▸ **Problem to solve**:
Write out nothing but the lines from the one containing "In this exercise you will pick out the sky" through the last line below, both included, and without the pictures.

# # # # # # #

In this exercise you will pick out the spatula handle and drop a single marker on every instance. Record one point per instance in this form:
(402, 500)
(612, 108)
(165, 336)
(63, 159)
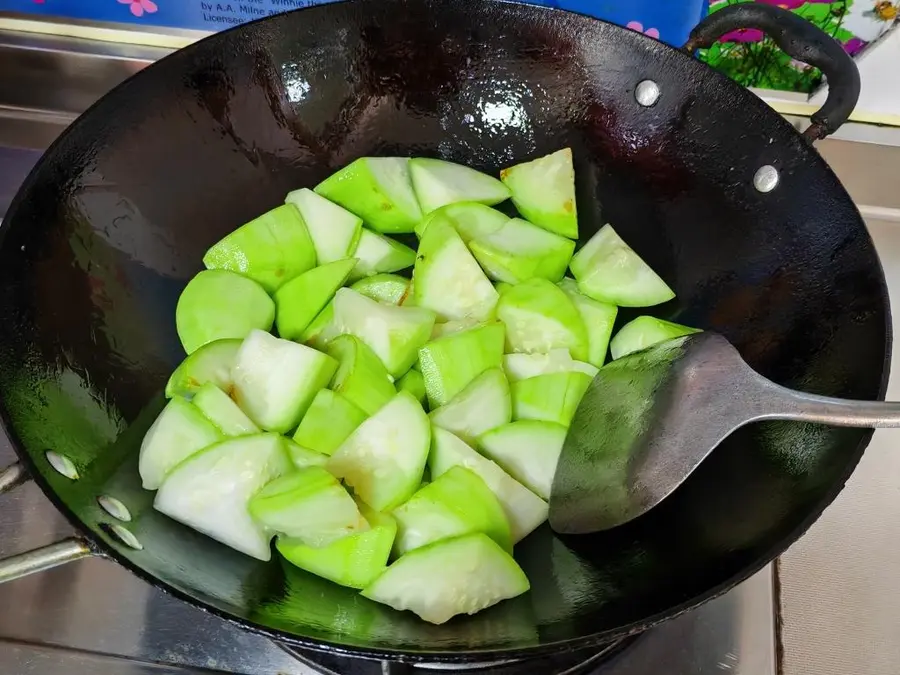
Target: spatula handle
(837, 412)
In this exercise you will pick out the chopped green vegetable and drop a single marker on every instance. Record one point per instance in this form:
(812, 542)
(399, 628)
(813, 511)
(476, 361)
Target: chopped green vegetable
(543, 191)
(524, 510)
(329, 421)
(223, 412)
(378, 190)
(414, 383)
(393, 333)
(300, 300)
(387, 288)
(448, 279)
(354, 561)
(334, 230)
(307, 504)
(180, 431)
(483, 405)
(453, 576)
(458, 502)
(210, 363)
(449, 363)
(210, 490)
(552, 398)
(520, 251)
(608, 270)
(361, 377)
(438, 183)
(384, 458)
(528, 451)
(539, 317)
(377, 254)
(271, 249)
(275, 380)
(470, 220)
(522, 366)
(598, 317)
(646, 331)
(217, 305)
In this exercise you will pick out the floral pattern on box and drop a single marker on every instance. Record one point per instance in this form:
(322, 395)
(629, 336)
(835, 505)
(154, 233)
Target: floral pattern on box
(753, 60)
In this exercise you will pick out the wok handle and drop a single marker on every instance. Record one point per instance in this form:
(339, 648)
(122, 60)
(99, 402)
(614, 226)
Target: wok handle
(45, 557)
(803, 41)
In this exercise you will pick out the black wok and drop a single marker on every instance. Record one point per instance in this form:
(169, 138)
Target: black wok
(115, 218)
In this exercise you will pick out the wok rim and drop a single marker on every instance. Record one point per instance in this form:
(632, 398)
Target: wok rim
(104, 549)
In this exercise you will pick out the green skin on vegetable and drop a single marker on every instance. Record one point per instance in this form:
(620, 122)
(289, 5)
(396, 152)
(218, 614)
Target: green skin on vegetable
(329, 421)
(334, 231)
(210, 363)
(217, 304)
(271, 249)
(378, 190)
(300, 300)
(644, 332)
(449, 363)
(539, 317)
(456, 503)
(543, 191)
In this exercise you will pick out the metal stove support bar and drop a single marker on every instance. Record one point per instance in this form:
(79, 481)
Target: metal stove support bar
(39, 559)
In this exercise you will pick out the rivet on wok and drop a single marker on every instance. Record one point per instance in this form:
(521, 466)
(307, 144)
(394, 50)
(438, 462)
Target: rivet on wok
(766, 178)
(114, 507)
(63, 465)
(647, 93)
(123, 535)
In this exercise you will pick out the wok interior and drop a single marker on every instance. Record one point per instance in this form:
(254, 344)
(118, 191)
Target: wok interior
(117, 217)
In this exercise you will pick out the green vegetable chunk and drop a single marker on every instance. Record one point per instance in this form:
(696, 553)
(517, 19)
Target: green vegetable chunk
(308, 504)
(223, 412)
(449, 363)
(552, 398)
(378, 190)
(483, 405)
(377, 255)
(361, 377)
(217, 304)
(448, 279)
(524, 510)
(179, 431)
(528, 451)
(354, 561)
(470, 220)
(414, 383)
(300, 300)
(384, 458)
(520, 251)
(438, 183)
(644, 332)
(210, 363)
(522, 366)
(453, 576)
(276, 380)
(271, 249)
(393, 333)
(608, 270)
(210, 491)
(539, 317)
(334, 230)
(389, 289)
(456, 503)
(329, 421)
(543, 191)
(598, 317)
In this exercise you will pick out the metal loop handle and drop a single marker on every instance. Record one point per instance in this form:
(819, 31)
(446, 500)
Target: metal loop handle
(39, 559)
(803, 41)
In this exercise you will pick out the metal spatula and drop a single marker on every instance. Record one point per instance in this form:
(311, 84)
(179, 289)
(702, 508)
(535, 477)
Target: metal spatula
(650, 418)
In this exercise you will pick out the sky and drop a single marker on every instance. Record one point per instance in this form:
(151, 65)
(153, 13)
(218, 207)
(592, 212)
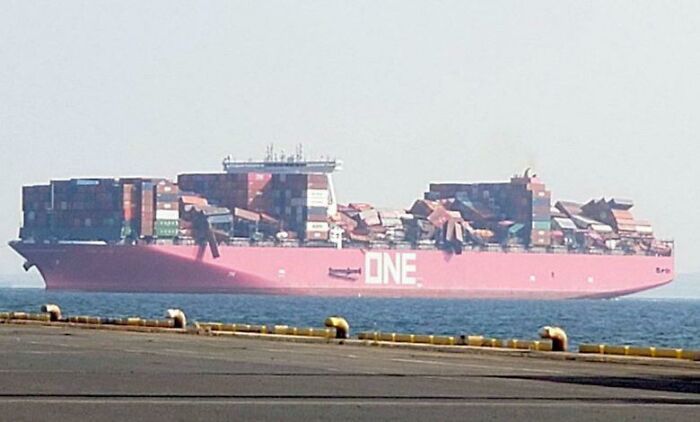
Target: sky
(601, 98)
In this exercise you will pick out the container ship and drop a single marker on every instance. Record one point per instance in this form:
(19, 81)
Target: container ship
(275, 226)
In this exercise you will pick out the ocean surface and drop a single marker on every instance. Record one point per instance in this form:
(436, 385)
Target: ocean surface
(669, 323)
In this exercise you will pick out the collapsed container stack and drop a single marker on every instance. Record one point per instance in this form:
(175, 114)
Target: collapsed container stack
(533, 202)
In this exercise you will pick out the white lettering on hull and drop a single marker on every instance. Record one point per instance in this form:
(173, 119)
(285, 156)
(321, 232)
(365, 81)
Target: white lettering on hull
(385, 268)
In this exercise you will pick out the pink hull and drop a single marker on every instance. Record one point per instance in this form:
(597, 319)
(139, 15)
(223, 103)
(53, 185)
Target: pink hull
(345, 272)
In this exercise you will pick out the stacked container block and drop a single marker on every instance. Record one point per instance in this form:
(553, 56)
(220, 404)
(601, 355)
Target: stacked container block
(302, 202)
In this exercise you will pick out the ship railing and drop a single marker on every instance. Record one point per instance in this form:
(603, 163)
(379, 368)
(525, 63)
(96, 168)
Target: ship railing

# # # # # # #

▸ **The response**:
In this exercise you will pick out the sky and drop a single marker on every instance. Record one point per instance in this form:
(151, 65)
(153, 13)
(218, 207)
(592, 212)
Target: sky
(601, 98)
In this exercise you will pick out the container ship and drop a single marker on every instance. Record one point per instance in this form:
(19, 81)
Target: container ship
(275, 226)
In this exercise you will pick out the ocean surface and drop a single marker on every instance. Record one point per instance in this form:
(436, 385)
Target: ocean surface
(669, 323)
In this exercise you will pick out the collapsed container stack and drop a single marker on every instance. Record one point per instance in this form:
(175, 114)
Target: collapsed container stack
(533, 202)
In this exercise you will pick out the white lettering on hull and drop a single marker on every instance. Record one point per instance in this form:
(173, 119)
(285, 156)
(321, 232)
(365, 81)
Target: white lettering on hull
(385, 268)
In this exercise you will pick out the pink hull and drop a single marker on every instance. Record one point per instance in this form:
(597, 319)
(139, 15)
(223, 103)
(53, 185)
Target: pink hull
(345, 272)
In this exercise you will pick out the stacked container block and drop a single marker on every instance. Record one point per instance in this form:
(553, 56)
(220, 404)
(601, 355)
Target: stacked container block
(302, 202)
In this exercise you will pick out the ship railing and drop a single marker on every instance. Record one point per instance in this form:
(603, 163)
(379, 368)
(525, 63)
(96, 168)
Target: ship railing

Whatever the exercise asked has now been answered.